A swarm of autonomous robots that can link together to slither, crawl and even roll around obstacles has been created by scientists in a project part funded by the US Department of Defense.
The machines are all identical yet can organise themselves into a variety of shapes and sizes using "digital hormones" to communicate with one another.
Wei-Min Shen, director of the polymorphic robotics laboratory at the University of Southern California, said they were designed to operate in difficult environments.
He hoped the approach could be used to develop robots that could search for and rescue people trapped in collapsed buildings or assemble themselves into multi-function space platforms.
Other tasks might include battlefield reconnaissance, a prospect that has attracted the backing of the Defense Advanced Research Project Agency.
Each robot contains a microprocessor and a power source. It is the size of a hand, can bend in two directions and crawl along at a slow pace.
But when the robots are linked together, they can move faster and more flexibly. They use infra-red signals to communicate and physically connect via docking modules on each of their four sides.
The 20 robots built by Professor Shen's team can take on snake-like forms to slither through narrow gaps, make tank-tread wheel shapes to roll down slopes, and spider-like configurations to walk up steps.
The way the robots organise themselves has been inspired by biology. In living organisms, cells communicate using chemical hormones. These affect different cells in different ways depending on their individual situations.
The robots similarly exchange signals that prompt responses that will vary with each element's position. For example, when the message to walk goes round the group, a robot making up the leg in the spider form might propel itself forward, while another in its body will remain rigid.
"You can easily reshuffle the modules," Professor Shen said. "We can literally take the legs off a 'spider' and plug them into the head and it becomes a 'snake'."

*PROMPT 1*:
Copy the part of the robot swarm article that begins at the words "Wei-Min Shen, director" and stops after the words "their four sides.".
*PROMPT 2*:
In the robot swarm article, why does the message to walk make a robot in the leg of the spider form propel itself forward while a robot in its body stays rigid?
*PROMPT 3*:
According to the robot swarm article, how many robots did Professor Shen's team build?

*STORED DATA*:
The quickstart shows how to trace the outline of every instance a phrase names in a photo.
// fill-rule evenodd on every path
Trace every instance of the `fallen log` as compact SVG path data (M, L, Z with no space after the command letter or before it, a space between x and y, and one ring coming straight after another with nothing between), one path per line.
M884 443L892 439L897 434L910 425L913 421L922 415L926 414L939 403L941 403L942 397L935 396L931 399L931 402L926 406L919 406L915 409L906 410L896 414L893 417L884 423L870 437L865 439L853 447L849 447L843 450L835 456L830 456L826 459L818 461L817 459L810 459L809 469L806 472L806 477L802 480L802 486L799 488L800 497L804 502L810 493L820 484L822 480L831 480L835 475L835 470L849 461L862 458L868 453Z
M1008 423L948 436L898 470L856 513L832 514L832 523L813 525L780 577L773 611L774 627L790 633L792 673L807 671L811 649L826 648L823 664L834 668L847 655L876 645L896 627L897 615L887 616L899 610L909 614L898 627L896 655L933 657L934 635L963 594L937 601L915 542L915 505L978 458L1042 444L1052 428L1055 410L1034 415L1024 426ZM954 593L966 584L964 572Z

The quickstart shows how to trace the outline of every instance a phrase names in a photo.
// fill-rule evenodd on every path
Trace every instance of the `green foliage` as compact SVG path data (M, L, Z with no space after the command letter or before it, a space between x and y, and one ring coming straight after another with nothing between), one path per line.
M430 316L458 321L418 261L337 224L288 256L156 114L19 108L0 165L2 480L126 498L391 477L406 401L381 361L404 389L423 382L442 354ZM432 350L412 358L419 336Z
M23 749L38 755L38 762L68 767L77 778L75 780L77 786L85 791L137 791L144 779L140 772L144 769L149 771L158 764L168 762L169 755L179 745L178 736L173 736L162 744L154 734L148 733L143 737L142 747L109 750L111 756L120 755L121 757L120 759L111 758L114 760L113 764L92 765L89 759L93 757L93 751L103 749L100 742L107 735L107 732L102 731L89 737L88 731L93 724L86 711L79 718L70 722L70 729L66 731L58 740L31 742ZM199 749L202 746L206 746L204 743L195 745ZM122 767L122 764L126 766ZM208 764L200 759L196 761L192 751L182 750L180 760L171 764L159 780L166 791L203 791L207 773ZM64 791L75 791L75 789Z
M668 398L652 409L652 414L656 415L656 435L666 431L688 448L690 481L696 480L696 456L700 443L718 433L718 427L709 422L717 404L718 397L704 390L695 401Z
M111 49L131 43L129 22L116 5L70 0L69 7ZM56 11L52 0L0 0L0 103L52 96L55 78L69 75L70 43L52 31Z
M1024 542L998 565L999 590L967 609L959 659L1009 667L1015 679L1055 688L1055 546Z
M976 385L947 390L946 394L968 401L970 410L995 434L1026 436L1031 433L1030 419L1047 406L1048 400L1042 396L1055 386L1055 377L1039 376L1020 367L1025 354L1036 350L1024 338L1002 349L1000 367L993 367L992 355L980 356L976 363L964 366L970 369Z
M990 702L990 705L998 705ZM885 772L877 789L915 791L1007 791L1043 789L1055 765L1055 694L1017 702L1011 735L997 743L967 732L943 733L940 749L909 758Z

*SOLUTION 1*:
Wei-Min Shen, director of the polymorphic robotics laboratory at the University of Southern California, said they were designed to operate in difficult environments.
He hoped the approach could be used to develop robots that could search for and rescue people trapped in collapsed buildings or assemble themselves into multi-function space platforms.
Other tasks might include battlefield reconnaissance, a prospect that has attracted the backing of the Defense Advanced Research Project Agency.
Each robot contains a microprocessor and a power source. It is the size of a hand, can bend in two directions and crawl along at a slow pace.
But when the robots are linked together, they can move faster and more flexibly. They use infra-red signals to communicate and physically connect via docking modules on each of their four sides.

*SOLUTION 2*:
The signals the robots exchange prompt responses that vary with each robot's position. This works like chemical hormones in living organisms, which affect different cells in different ways depending on their individual situations.

*SOLUTION 3*:
20 robots.